*** Opening Data ***

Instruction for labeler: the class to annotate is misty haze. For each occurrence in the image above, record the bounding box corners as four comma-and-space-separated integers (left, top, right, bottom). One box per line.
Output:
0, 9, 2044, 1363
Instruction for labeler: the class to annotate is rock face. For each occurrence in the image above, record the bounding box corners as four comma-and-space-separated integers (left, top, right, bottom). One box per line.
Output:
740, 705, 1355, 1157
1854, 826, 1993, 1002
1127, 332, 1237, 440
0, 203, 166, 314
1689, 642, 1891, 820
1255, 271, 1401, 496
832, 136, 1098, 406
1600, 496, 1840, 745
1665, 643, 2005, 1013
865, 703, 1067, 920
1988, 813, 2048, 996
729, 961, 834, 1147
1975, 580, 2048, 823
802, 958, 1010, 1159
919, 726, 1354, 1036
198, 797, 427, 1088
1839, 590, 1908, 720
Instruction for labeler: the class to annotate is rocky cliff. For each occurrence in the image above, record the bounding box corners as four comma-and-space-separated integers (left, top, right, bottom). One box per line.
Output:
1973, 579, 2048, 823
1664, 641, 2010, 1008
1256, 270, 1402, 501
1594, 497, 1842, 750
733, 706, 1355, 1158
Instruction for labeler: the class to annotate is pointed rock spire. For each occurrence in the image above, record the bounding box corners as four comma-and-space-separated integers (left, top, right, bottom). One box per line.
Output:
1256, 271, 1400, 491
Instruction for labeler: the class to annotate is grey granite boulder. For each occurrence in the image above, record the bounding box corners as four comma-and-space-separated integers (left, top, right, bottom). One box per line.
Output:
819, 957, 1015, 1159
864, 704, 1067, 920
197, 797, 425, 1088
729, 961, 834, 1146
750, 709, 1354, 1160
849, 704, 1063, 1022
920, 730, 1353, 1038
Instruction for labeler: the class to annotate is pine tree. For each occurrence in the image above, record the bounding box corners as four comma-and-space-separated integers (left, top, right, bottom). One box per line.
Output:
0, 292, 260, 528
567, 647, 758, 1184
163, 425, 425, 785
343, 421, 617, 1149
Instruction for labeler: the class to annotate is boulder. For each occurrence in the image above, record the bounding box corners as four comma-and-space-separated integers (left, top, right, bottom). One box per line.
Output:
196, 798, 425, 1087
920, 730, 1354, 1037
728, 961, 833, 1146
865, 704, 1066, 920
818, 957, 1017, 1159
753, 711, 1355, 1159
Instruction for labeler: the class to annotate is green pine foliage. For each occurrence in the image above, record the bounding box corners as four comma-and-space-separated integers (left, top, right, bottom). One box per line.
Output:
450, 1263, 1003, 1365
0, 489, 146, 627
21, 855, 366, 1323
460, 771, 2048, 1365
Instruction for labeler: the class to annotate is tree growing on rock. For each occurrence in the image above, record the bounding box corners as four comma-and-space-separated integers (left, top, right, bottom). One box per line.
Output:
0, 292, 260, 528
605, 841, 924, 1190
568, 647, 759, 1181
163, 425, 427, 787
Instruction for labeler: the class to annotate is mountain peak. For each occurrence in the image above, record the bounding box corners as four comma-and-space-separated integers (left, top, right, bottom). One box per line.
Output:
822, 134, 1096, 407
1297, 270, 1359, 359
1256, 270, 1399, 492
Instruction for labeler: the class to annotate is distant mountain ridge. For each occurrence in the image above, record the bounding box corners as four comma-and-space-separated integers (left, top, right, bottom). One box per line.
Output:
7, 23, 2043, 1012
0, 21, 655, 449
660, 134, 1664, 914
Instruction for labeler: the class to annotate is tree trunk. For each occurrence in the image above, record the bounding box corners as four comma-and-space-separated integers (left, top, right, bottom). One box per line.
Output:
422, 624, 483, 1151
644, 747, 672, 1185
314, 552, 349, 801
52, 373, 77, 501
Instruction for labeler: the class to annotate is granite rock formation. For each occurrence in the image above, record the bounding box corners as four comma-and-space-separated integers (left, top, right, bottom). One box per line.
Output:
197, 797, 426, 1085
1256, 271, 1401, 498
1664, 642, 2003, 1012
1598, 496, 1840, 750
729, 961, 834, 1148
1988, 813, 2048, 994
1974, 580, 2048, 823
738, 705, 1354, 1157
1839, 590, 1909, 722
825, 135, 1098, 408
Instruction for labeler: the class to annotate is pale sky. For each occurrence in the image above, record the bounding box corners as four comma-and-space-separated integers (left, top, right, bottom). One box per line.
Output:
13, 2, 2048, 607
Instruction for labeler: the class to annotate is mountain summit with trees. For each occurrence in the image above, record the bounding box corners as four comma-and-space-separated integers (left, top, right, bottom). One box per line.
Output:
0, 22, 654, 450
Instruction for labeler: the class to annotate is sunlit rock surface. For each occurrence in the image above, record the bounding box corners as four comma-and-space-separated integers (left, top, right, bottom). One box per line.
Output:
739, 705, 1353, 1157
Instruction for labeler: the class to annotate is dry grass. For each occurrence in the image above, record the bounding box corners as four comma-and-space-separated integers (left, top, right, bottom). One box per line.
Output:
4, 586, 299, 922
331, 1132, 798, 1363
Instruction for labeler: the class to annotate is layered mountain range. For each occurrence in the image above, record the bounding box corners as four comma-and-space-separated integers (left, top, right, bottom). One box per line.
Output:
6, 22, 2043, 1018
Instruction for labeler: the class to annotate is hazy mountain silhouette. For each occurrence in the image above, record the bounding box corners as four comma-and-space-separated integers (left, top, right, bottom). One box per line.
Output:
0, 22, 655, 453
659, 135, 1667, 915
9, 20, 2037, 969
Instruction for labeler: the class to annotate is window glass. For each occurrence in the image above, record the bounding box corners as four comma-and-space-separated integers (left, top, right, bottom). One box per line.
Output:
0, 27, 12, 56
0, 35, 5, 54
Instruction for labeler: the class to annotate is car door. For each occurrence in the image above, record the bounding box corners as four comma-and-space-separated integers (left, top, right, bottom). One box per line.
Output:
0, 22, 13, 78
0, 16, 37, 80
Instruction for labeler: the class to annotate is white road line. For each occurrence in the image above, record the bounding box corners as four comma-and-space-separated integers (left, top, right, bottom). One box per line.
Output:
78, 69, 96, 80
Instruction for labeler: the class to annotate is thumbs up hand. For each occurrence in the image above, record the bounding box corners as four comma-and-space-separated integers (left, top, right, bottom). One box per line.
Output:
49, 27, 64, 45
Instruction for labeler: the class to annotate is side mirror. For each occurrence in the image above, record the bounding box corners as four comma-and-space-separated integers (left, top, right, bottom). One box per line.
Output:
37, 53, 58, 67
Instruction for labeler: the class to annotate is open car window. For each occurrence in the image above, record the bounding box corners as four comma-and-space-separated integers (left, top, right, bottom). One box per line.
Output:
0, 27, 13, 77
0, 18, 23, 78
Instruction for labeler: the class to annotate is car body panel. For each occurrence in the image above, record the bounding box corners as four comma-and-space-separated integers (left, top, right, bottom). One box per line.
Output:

*** Closing Data ***

▶ [Exercise description]: Word for word, repeat every entry listed above.

▶ [Result of this exercise]:
Instruction for labeler: the class to annotate is misty haze. For each occurrence in the image above, record the bounding box corners as four comma-and-space-separated integers (left, top, right, bottom). One box per line.
Output:
0, 9, 2044, 1363
Instruction for labeler: the class to annotate is rock face. For each occurrence in the image above, record the bounding box corners as four comma-and-space-separated integers (left, top, right, bottom). One box per line.
Output:
740, 705, 1355, 1157
1854, 826, 1993, 1002
1127, 332, 1237, 440
0, 203, 166, 314
1689, 642, 1891, 820
1255, 271, 1401, 496
832, 136, 1098, 406
1600, 496, 1840, 745
1665, 643, 2005, 1013
865, 703, 1067, 920
1988, 813, 2048, 996
729, 961, 834, 1147
1975, 580, 2048, 823
802, 958, 1010, 1159
919, 726, 1354, 1036
198, 797, 427, 1088
1839, 590, 1908, 720
Instruction for labeler: the class to annotate is rocky cliff. For each occurrence in the image above, record the bounding box corners as four comma-and-space-separated integers (left, top, right, bottom). One box per line.
Output:
1973, 579, 2048, 823
1664, 641, 2010, 1008
1256, 270, 1402, 501
1594, 497, 1842, 750
733, 706, 1355, 1158
Instruction for labeler: the class to annotate is pointed rock spire. For each occurrence in the image above, record the bounding box corners as four comma-and-space-separated integers (left, top, right, bottom). One box per line.
Output:
1256, 271, 1400, 491
Instruction for labeler: the class to annotate is grey granite boulder. For each occurrence in the image above, record the bounding box corners as four comma-and-space-separated integers (left, top, right, bottom). One box per line.
Output:
819, 957, 1015, 1159
864, 704, 1067, 920
197, 797, 425, 1088
729, 961, 834, 1146
750, 709, 1354, 1160
849, 704, 1063, 1022
920, 730, 1353, 1038
Instruction for labeler: the class to annotate is pine tree. For each occurrence in the image above, record the bounding box corners as four comma-and-space-separated integers (left, top, right, bottom). One box per line.
Output:
0, 292, 260, 528
567, 647, 758, 1184
163, 425, 425, 785
343, 421, 617, 1149
Instruction for labeler: the class to annotate is boulder. For each occurrence in the image above, record the bounding box corners as four comma-and-space-separated integers (left, top, right, bottom). One box per line.
Output:
196, 798, 425, 1087
920, 730, 1354, 1037
728, 961, 833, 1146
865, 704, 1066, 920
818, 957, 1017, 1159
753, 711, 1355, 1159
Instruction for labeler: the class to annotate is green pine foliage. For each occurrence in the image above, record the bounding box corners as four comma-and-space-separated integers (left, top, right, bottom). One box per line.
Output:
450, 1263, 1003, 1365
0, 489, 146, 627
21, 855, 366, 1323
460, 771, 2048, 1365
Instruction for labeler: the class to annotate is tree growing on rock. For each occurrence in the image above, record the bounding box corners as four comma-and-space-separated integers (left, top, right, bottom). One box per line.
Output:
0, 292, 260, 528
605, 841, 924, 1190
568, 647, 759, 1181
163, 425, 427, 787
Instruction for labeler: the class to annotate is mountain peak. For each occurrence in the image above, record the bounding box corners as four comma-and-space-separated integers (left, top, right, bottom). One box per line.
Output:
822, 134, 1096, 407
1297, 270, 1359, 359
1256, 270, 1399, 492
Instruction for labeler: the class to annotate is distant mountain ridge. For each occurrence in the image above, record the bounding box corners as four comma-and-space-separated integers (left, top, right, bottom). One box per line.
Output:
7, 23, 2043, 1012
0, 21, 655, 449
660, 134, 1664, 914
Instruction for labeler: the class to annotate is tree trunk. For each occurrence in the image above, record the bounding box corners as four comma-and-space-separated integers (left, top, right, bottom). One box per line.
Output:
422, 624, 483, 1151
644, 747, 672, 1185
314, 552, 349, 801
52, 373, 77, 501
Instruction for labeler: the class to annotate is granite rock formation. For each occurrence in the image above, record the bounding box corners as four comma-and-space-separated integers (left, top, right, bottom). One box per line.
Output:
197, 797, 426, 1085
1256, 271, 1401, 498
1664, 642, 2003, 1012
1598, 496, 1840, 750
729, 961, 834, 1148
1988, 813, 2048, 994
1974, 580, 2048, 823
738, 705, 1354, 1157
1839, 590, 1909, 722
825, 135, 1098, 408
Instruction for labeler: the class to annotate is pale sky. For each occurrence in the image above, record the bounding box corners as four comma-and-space-separated integers (left, top, right, bottom). One box per line.
Output:
13, 2, 2048, 607
Instruction for labeler: the class to annotate is mountain summit with trees. For each occurrence in the image above, record the bounding box corners as four comma-and-space-separated integers (left, top, right, bottom). One box per line.
Output:
0, 22, 654, 450
Instruction for labeler: the class to annotate is sunlit rock surface. For each occurrence in the image above, record the bounding box corners as four comma-and-space-separated integers (left, top, right, bottom). One box per line.
Output:
739, 705, 1353, 1157
Instruction for labeler: the class to annotate is dry grass. For each occurrence in the image above, record the bounding box corners as four comma-and-space-separated integers (left, top, right, bottom). One box per line.
Output:
4, 586, 299, 922
331, 1132, 798, 1363
Instruction for labeler: the class to annotate is layered mountain range. For each occurrence in the image above, record the bounding box corners as four comma-and-space-separated integers (left, top, right, bottom). One box per line.
Output:
6, 22, 2043, 1018
Instruction for labeler: the class to annotate is hazy mountain silhouette. For each occurrence in the image above, record the bounding box corners as four comma-and-space-separated integers (left, top, right, bottom). One box per line.
Output:
0, 22, 655, 453
659, 135, 1667, 915
9, 20, 2037, 969
Instruction for labeler: the class to annotate is window glass. For each occurrence in the image above, record the bounding box corners as four comma-and-space-separated integers (left, top, right, bottom). One box per line.
Output:
0, 27, 12, 56
0, 35, 5, 54
Instruction for labeler: the class to annotate is car door. For each occurrence in the image above, record the bounding box corners as four comma-and-space-separated integers (left, top, right, bottom). One box per line.
Output:
0, 22, 13, 78
0, 16, 37, 80
Instruction for labeler: the class to annotate is white road line. For each occurrence in the image above, record the bounding box corners as four comma-and-space-separated integers (left, top, right, bottom). One box per line.
Output:
78, 69, 96, 80
Instruction for labeler: the class to annotate is thumbs up hand. For each occurrence in the image above, record the bounding box corners as four comma-and-space-separated integers (left, top, right, bottom). One box per line.
Output:
49, 27, 64, 45
Instruction for labeler: the class to annotate is side mirror. For each occurrence in the image above, record the bounding box corners as four comma-and-space-separated integers (left, top, right, bottom). One box per line.
Output:
37, 53, 58, 67
Instruction for labeler: the class to annotate is open car window. For each occurrence in the image above, record the bounding box corners as four comma-and-space-separated integers (left, top, right, bottom). One box per line.
Output:
0, 27, 13, 77
0, 18, 23, 78
Instruction for labeler: the class to annotate is car body panel. For each occurrence in the image above, record the bounding box corners as four comma-and-space-separated integers (left, top, right, bottom). One box per line.
Output:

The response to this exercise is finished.